** START Supplied material **

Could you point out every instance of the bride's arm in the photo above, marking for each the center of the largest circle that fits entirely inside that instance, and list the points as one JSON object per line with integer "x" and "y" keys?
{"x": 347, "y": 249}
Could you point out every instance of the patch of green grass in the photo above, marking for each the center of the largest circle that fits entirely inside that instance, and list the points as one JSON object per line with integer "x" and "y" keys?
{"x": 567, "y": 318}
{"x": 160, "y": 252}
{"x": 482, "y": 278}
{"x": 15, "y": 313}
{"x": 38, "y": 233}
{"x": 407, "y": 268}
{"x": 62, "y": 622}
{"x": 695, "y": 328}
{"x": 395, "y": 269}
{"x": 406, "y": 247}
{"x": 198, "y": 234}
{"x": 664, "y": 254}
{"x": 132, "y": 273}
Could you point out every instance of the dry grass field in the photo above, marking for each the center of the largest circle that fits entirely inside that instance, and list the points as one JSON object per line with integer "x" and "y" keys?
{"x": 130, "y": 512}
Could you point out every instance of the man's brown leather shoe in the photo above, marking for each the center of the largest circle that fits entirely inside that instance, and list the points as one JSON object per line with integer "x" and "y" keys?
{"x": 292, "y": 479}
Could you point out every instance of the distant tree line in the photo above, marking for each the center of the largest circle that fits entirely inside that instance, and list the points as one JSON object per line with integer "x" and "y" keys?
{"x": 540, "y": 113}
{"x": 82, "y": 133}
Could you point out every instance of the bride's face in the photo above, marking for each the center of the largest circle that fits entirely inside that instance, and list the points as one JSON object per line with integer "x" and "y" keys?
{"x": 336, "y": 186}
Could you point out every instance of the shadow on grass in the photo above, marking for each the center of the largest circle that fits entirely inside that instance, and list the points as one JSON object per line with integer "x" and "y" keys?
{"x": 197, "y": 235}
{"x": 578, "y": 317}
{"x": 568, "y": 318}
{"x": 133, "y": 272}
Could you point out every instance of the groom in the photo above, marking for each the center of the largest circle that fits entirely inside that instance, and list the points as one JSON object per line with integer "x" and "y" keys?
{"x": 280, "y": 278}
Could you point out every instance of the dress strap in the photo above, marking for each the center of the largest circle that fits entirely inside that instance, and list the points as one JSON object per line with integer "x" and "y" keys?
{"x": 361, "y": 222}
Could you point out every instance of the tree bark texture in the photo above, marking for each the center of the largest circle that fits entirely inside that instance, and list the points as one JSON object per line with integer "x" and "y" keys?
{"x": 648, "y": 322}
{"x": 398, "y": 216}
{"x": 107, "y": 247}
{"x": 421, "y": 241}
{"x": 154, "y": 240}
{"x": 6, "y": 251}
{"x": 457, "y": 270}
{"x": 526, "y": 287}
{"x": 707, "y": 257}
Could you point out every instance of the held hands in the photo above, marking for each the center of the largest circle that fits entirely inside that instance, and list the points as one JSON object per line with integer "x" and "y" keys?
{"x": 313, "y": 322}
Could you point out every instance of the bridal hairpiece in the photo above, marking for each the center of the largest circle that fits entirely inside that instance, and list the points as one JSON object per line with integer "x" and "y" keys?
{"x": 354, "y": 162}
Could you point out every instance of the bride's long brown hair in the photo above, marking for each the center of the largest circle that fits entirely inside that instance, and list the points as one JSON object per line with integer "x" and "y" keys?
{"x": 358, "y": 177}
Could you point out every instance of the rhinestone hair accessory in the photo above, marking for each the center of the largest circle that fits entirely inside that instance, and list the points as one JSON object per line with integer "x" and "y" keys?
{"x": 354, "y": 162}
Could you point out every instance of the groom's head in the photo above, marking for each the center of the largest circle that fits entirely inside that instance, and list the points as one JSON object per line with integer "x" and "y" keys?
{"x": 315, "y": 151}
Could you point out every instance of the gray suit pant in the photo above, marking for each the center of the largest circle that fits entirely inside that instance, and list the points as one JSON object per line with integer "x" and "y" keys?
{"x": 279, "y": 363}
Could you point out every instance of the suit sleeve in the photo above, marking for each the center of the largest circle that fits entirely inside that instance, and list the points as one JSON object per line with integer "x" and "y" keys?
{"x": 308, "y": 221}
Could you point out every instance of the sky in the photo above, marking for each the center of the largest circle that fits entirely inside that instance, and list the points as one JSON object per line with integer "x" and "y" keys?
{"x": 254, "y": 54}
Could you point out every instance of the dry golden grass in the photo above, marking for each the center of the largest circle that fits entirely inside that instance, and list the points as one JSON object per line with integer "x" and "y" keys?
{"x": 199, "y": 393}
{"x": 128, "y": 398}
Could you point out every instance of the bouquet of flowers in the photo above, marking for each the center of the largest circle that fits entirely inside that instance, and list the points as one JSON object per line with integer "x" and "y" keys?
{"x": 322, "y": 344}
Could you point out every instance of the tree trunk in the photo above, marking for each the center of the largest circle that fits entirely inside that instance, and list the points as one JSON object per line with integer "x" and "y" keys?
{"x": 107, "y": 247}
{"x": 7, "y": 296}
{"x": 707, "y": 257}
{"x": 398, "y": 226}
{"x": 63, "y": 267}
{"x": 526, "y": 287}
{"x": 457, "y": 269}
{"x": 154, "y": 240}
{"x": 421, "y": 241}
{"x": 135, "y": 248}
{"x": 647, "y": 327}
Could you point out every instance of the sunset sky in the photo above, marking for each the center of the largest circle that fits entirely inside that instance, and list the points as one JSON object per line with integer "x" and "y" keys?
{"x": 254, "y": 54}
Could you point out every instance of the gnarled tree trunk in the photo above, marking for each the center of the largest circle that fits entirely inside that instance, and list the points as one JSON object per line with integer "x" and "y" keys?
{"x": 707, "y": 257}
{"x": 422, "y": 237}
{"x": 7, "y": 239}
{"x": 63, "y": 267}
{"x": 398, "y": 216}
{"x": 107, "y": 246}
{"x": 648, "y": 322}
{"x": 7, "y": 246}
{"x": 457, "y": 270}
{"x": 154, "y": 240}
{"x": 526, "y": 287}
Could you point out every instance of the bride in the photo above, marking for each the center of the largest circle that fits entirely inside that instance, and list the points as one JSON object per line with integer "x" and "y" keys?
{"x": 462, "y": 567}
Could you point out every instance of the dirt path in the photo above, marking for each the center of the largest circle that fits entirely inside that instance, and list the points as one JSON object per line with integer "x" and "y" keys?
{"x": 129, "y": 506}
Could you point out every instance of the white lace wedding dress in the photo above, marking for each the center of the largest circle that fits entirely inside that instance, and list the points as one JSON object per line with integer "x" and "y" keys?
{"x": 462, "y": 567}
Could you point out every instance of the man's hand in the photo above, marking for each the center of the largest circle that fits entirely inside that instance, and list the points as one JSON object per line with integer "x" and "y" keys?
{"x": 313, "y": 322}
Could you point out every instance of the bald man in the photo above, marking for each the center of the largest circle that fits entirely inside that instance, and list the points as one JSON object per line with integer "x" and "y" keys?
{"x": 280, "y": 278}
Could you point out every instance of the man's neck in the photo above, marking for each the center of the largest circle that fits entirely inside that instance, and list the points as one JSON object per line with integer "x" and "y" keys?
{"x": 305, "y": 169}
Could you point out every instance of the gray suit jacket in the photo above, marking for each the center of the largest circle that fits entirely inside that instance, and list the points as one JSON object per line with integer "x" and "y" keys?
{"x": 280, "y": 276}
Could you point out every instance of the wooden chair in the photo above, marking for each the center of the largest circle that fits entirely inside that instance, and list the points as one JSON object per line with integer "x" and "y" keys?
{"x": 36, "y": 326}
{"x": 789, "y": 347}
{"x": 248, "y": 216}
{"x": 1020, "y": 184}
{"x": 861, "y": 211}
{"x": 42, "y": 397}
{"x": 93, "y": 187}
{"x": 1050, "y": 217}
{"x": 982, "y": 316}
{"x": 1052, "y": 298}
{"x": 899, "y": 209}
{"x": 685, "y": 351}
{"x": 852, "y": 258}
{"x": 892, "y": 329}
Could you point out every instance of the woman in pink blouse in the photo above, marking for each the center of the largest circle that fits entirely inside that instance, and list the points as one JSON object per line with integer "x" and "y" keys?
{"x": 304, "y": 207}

** END Supplied material **

▶ [Objective] Look above for the line containing "Could you point out every instance of the woman", then transcribe it and all lines after it through the last, exactly and with nothing else.

▶ [Written reply]
Could you point out every instance of the woman in pink blouse in the photo above, marking for each the center of the largest circle that fits entirely inside that instance, and list the points as one JSON object per line with integer "x" and "y" keys?
{"x": 304, "y": 207}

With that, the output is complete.